Please reproduce every item below line for line, changing nothing.
───── RECORDS
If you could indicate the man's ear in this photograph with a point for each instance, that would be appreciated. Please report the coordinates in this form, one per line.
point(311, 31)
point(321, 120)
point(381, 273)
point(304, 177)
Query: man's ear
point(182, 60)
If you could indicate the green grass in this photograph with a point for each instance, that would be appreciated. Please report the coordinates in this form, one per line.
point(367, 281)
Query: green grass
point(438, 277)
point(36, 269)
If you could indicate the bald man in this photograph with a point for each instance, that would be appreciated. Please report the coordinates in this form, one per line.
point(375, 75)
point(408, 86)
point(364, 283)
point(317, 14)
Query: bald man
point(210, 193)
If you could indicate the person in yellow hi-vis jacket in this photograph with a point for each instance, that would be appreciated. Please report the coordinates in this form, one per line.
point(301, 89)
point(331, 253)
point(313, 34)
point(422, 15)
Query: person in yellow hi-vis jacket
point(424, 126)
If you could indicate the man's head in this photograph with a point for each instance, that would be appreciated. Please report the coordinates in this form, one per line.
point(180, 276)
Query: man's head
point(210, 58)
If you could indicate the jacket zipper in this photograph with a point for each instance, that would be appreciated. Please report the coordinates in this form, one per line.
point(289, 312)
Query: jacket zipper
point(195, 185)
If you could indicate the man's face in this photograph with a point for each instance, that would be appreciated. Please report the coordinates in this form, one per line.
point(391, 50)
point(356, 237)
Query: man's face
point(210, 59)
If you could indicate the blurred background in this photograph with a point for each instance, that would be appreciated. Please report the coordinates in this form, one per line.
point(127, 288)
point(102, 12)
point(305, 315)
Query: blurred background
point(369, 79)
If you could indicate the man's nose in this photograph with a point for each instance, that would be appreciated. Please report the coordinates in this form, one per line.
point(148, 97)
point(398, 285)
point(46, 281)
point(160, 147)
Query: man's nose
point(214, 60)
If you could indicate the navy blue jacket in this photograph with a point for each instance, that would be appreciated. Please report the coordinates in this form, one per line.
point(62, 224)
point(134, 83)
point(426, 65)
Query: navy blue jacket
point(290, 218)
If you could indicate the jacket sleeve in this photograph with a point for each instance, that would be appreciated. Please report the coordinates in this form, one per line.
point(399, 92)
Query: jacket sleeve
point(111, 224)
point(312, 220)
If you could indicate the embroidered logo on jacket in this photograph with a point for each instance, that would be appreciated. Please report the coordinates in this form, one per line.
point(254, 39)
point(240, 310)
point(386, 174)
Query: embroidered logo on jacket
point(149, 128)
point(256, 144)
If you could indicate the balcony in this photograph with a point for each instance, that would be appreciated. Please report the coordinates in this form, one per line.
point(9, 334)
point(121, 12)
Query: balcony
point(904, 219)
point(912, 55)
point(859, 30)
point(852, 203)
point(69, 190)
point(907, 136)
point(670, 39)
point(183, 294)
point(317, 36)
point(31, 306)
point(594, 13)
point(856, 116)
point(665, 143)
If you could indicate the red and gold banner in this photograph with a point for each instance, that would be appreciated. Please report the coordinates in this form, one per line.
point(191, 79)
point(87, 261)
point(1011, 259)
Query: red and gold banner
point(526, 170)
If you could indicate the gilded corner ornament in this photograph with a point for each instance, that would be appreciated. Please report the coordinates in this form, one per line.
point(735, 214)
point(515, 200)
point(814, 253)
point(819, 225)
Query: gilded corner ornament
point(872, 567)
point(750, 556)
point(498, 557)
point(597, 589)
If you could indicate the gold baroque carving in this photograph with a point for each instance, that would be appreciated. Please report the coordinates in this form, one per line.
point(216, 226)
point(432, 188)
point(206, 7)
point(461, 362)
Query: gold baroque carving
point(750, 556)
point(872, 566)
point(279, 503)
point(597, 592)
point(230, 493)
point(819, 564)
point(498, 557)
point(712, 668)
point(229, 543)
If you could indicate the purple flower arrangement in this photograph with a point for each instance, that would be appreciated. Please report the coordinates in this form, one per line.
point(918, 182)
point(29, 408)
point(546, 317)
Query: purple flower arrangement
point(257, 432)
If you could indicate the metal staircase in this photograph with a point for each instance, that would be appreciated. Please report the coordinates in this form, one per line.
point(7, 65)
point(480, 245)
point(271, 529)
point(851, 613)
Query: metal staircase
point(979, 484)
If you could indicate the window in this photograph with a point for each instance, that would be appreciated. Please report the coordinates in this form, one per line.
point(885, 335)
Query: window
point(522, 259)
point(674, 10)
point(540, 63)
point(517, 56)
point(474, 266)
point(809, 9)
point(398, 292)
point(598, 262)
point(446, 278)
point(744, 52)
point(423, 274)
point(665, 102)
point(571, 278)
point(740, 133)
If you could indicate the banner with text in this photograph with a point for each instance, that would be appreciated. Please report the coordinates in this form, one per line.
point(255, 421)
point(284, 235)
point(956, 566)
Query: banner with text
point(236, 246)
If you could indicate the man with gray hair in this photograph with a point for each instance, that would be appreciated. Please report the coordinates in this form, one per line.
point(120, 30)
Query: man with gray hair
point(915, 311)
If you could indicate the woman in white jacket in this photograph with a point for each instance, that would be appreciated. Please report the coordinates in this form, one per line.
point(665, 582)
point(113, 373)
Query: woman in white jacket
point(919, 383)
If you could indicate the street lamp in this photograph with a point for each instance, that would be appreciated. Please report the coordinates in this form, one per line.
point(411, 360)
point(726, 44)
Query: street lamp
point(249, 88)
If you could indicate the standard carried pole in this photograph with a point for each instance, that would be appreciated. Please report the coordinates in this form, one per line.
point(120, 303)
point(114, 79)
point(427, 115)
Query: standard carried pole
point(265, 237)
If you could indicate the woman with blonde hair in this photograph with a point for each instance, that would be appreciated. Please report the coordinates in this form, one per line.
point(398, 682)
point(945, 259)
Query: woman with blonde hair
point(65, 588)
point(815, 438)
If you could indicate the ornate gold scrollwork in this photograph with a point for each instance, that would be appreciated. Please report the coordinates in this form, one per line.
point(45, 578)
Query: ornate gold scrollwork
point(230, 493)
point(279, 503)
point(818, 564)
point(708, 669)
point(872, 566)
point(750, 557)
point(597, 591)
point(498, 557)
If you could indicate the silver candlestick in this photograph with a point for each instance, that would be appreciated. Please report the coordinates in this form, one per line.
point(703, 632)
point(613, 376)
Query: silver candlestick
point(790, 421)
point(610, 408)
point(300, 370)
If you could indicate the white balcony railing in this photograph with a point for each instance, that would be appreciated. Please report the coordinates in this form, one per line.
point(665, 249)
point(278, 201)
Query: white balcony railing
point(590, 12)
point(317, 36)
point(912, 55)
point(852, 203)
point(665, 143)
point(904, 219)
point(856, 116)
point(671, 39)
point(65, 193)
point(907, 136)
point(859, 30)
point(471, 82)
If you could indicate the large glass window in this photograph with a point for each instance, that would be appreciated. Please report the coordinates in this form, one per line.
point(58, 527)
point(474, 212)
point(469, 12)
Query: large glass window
──────────
* **RESPONSE BELOW**
If you could indicate the man's ear in this photograph with a point for each instance, that would be appreciated. Please report the coordinates in this form, one per line.
point(311, 31)
point(321, 120)
point(381, 273)
point(304, 177)
Query: man's ear
point(182, 60)
If you could indicate the green grass in this photograph with a point for each instance, that would be appreciated. Please report the coordinates in this form, one per line.
point(367, 281)
Query: green grass
point(438, 277)
point(36, 269)
If you could indicate the bald man in this photograph with a point for each instance, that would be appreciated. Please report the coordinates in this form, one per line.
point(375, 75)
point(408, 86)
point(364, 283)
point(317, 14)
Query: bald man
point(210, 193)
If you could indicate the person in yellow hi-vis jacket in this photograph with a point for each instance, that would be appreciated. Please report the coordinates in this form, one per line.
point(301, 89)
point(331, 253)
point(313, 34)
point(422, 15)
Query: person in yellow hi-vis jacket
point(424, 126)
If you could indicate the man's head in this photograph with a point for each instance, that would be appreciated. Please report the coordinates in this form, one per line.
point(180, 276)
Query: man's head
point(210, 58)
If you could indicate the jacket zipper in this photograph with a point for each instance, that would be appreciated. Please report the coordinates in this form, one per line.
point(289, 312)
Query: jacket zipper
point(195, 185)
If you could indicate the man's face in this photograph with a point for each instance, that would be appreciated. Please report the coordinates in this form, one per line.
point(391, 50)
point(356, 237)
Query: man's face
point(210, 59)
If you could indicate the blurred background in this photograph with a point for each instance, that would be appreciated. Please report the coordinates in this form, one per line.
point(127, 288)
point(102, 12)
point(305, 315)
Query: blurred background
point(369, 79)
If you could indicate the man's nose in this photograph with a point for each instance, that would be appreciated. Please report the coordinates in this form, one per line.
point(148, 97)
point(398, 285)
point(46, 281)
point(160, 147)
Query: man's nose
point(214, 60)
If you could indicate the navy blue jacket in this photograph with a point for each instance, that would be appreciated. Please report the coordinates in this form, one per line.
point(62, 224)
point(134, 83)
point(426, 65)
Query: navy blue jacket
point(290, 218)
If you could indicate the jacket sleeve in this photograph with a point for each instance, that would be appreciated. Please report the coordinates in this form, one per line.
point(399, 92)
Query: jacket sleeve
point(111, 224)
point(312, 220)
If you could indicate the embroidered logo on jacket in this photograph with a point for each instance, that would be appreciated. Please report the coordinates in this form, one per line.
point(254, 39)
point(240, 310)
point(386, 174)
Query: embroidered logo on jacket
point(149, 128)
point(256, 144)
If you could indicate the balcony in this photograph with a point for each instance, that would be appreciated. Please report the coordinates in this form, one per line.
point(9, 334)
point(121, 12)
Query: balcony
point(904, 219)
point(912, 55)
point(859, 30)
point(852, 203)
point(69, 190)
point(907, 136)
point(670, 39)
point(183, 294)
point(317, 36)
point(31, 306)
point(594, 13)
point(856, 116)
point(665, 143)
If you could indicate the red and gold banner in this photograph with a point for each instance, that would be appreciated. Please report the coordinates in this form, one per line.
point(191, 79)
point(87, 261)
point(1011, 259)
Query: red and gold banner
point(526, 170)
If you could indicate the gilded corner ornament in this photograph with a point for each instance, that would be appreciated. Please report the coordinates in this form, one per line.
point(735, 214)
point(515, 200)
point(814, 253)
point(819, 225)
Query: gilded corner ornament
point(872, 567)
point(750, 556)
point(498, 557)
point(597, 589)
If you could indicate the gold baroque carving in this photograph with a point for each instance, that would be appreciated. Please report the coordinates in this form, one per line.
point(216, 226)
point(432, 188)
point(206, 7)
point(461, 362)
Query: gold baroque carving
point(750, 556)
point(872, 566)
point(279, 503)
point(597, 592)
point(230, 493)
point(819, 564)
point(498, 557)
point(712, 668)
point(229, 543)
If you could indicate the purple flower arrangement in this photograph with a point for each instance, that would be appreciated. Please report the coordinates in this form, one per line.
point(918, 182)
point(29, 408)
point(546, 317)
Query: purple flower arrangement
point(257, 432)
If you could indicate the metal staircase in this photograph with a point for each instance, that would be appreciated. Please report the coordinates in this form, one per line.
point(7, 65)
point(480, 245)
point(271, 529)
point(851, 613)
Query: metal staircase
point(979, 484)
If you could indicate the window in this photograph with a point for each instance, that would be appreciated. Please report the coordinates in this form, one per line.
point(885, 335)
Query: window
point(522, 259)
point(674, 10)
point(540, 63)
point(517, 56)
point(474, 266)
point(809, 9)
point(398, 292)
point(598, 262)
point(446, 278)
point(744, 52)
point(423, 274)
point(665, 102)
point(571, 278)
point(740, 133)
If you could indicate the banner with text in this photograph with a point for each instance, that would be appreciated. Please report the coordinates in this form, one per line.
point(255, 421)
point(284, 235)
point(956, 566)
Query: banner with text
point(236, 246)
If you could indicate the man with gray hair in this photograph with a point for each instance, that would be appreciated. Please report the coordinates in this form, one per line.
point(120, 30)
Query: man with gray hair
point(915, 311)
If you could indicate the woman in white jacket in this photograph with a point for each instance, that would be appreciated. Please report the coordinates in this form, one per line.
point(665, 582)
point(113, 373)
Query: woman in white jacket
point(919, 383)
If you could indicate the street lamp in this photograph with a point for each instance, that would be appreciated. Please report the coordinates in this form, one per line.
point(411, 360)
point(726, 44)
Query: street lamp
point(249, 88)
If you could indicate the standard carried pole in this photograph with a point for each instance, that would be appreciated. Please report the coordinates in this form, one per line.
point(120, 303)
point(114, 79)
point(427, 115)
Query: standard carried pole
point(265, 237)
If you could indicate the woman with blonde hair in this photograph with a point for each instance, that would be appreciated. Please report the coordinates in this form, one per line.
point(398, 682)
point(945, 259)
Query: woman with blonde hair
point(65, 588)
point(815, 438)
If you could indicate the ornate gold scrollwork in this photograph with a point for each instance, that would be appreciated. Please report the coordinates in this form, one per line.
point(45, 578)
Query: ornate gold scrollwork
point(230, 493)
point(279, 503)
point(818, 564)
point(708, 669)
point(872, 566)
point(750, 557)
point(597, 591)
point(498, 557)
If you could indicate the silver candlestick in this photograph with a point for each instance, that would be appreciated. Please report the coordinates in this form, one per line.
point(703, 632)
point(613, 376)
Query: silver candlestick
point(790, 421)
point(610, 408)
point(300, 370)
If you could indicate the white balcony railing in this photograph with a point for each instance, that would be appreciated. Please report the coordinates in this form, one per line.
point(665, 249)
point(278, 201)
Query: white balcony railing
point(590, 12)
point(317, 36)
point(912, 55)
point(852, 203)
point(665, 143)
point(904, 219)
point(856, 116)
point(671, 39)
point(65, 193)
point(907, 136)
point(859, 30)
point(471, 82)
If you could indicate the large glass window in this photograph with a point for each instance, that would be appreciated. Please report the coordinates in this form, one per line.
point(58, 527)
point(474, 212)
point(469, 12)
Query: large glass window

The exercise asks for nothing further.